O dignità incomparabile essere voi stata eletta per madre di un Dio!».
Mentre diceva ciò, si destava il divino Infante, e fissava gli amorosi sguardi,
ora verso la sua cara Madre, ora verso il suo Giuseppe, e stava qui con atto
maestoso e insieme affabile e amoroso, ed essi contemplavano la maestà del
loro Dio sotto le spoglie deH’umanità.
E poi insieme dicevano qualche inno di lode al loro Umanato Dio,
inno che componeva sapientemente la divina Madre.
A volte poi, mentre si cibavano, tenendo la santa Madre in braccio il
suo divin Figliolo, erano presi ambedue da una consolazione [maggiore] più
del solito nel mirare il volto bellissimo del loro Gesù.
E così andavano in estasi senza potersi più cibare, e stavano per un
pezzo in tale modo, servendo anche quello di refezione per il corpo: infatti,
tornati dall’estasi, si sentivano sazi come se si fossero cibati lautamente; così
insieme rendevano grazie di quanto avevano ricevuto. La divina Madre e san
Giuseppe si mostravano molto grati al loro Gesù per le grazie che concedeva
loro, e con questo si disponevano a riceverne sempre di nuove, grazie che
generosamente loro dispensava il loro Gesù.
Ai santi sposi, fra tante consolazioni che godevano, non mancarono
delle amarezze, perché Dio voleva che acquistassero grandi meriti, i quali si
acquistano nel soffrire. Avveniva spesso che il divino Fanciullo stesse nella
culla, privandosi della consolazione che sentiva nello stare in braccio alla
sua santa Madre e al suo Giuseppe, e qui piangeva amaramente.
Lo vedeva la divina Madre pieno di lacrime, e aveva l’ordine di non
prenderlo; perciò se ne stava genuflessa piangendo anche lei in sua compagnia.

**ESERCIZIO PROPOSTO 1**:
Traduci in inglese questa frase del testo riportato: "E poi insieme dicevano qualche inno di lode al loro Umanato Dio, inno che componeva sapientemente la divina Madre."
**ESERCIZIO PROPOSTO 2**:
Trascrivi tale e quale dal testo riportato tutto il passo che va da "E poi insieme" giù fino a "del loro Gesù.".
Le righe che seguono non servono.

**RIGHE DEL DATASET**:

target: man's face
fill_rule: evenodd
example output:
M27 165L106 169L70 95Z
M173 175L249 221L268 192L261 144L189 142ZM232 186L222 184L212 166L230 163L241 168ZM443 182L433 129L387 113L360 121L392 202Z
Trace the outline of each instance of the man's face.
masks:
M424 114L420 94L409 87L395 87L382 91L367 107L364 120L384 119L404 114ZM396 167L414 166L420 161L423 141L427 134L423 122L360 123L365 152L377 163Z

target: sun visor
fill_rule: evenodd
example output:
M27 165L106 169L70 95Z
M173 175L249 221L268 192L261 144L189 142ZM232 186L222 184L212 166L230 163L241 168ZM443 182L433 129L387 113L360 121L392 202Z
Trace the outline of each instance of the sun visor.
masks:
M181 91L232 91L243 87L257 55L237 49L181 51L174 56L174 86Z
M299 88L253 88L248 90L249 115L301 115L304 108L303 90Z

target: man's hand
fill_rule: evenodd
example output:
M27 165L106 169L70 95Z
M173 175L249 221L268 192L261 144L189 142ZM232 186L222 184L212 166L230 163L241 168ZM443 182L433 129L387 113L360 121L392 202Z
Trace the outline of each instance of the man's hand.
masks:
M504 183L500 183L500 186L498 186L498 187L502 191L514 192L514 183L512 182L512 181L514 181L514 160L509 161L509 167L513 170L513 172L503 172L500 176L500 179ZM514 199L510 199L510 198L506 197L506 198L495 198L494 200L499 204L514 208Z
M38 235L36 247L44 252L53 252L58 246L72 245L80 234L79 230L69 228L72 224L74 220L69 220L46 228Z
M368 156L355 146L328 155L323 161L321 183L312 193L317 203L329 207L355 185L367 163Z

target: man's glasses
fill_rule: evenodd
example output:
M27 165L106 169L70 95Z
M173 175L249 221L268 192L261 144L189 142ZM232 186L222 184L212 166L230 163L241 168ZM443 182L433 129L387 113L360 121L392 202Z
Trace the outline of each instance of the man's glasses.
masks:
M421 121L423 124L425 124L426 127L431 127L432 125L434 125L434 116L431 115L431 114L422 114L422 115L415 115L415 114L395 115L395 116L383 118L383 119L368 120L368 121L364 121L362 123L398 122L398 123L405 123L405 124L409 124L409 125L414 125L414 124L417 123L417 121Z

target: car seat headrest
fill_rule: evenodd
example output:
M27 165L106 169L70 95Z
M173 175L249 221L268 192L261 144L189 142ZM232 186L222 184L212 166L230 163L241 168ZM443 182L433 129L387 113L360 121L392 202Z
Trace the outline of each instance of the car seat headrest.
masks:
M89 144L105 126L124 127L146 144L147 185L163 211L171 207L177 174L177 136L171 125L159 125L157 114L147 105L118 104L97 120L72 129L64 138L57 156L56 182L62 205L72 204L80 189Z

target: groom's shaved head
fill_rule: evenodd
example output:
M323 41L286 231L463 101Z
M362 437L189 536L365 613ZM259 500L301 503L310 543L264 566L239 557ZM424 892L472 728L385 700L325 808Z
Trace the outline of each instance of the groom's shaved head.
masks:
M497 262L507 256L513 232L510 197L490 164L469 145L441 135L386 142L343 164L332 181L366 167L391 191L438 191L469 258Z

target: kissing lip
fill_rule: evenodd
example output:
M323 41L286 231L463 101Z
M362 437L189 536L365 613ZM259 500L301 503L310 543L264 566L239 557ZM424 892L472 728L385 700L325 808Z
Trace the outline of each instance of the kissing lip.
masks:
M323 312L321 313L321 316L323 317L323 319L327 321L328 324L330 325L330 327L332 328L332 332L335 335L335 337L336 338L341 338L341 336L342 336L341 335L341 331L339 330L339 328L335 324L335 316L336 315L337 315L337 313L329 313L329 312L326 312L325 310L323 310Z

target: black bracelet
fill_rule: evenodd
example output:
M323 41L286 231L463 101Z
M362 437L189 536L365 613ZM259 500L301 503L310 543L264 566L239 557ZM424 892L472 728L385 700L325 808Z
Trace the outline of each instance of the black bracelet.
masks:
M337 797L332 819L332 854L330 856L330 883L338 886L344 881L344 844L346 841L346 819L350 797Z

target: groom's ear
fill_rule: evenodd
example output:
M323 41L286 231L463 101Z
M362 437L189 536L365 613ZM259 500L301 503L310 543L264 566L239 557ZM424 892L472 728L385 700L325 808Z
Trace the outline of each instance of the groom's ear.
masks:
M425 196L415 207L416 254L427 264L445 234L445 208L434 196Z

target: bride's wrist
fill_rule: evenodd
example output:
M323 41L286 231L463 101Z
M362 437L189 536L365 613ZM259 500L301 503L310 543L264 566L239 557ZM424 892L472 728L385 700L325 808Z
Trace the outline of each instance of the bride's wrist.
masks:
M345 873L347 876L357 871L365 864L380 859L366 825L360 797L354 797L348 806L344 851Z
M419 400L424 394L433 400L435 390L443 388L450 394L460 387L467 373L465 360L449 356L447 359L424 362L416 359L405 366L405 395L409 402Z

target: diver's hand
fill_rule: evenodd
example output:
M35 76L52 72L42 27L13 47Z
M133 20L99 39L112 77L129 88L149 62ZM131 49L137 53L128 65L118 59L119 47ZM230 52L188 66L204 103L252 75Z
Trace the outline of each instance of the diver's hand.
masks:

**SOLUZIONE SVOLTA 1**:
And then together they would say some hymn of praise to their God made man, a hymn that the divine Mother wisely composed.

**SOLUZIONE SVOLTA 2**:
E poi insieme dicevano qualche inno di lode al loro Umanato Dio,
inno che componeva sapientemente la divina Madre.
A volte poi, mentre si cibavano, tenendo la santa Madre in braccio il
suo divin Figliolo, erano presi ambedue da una consolazione [maggiore] più
del solito nel mirare il volto bellissimo del loro Gesù.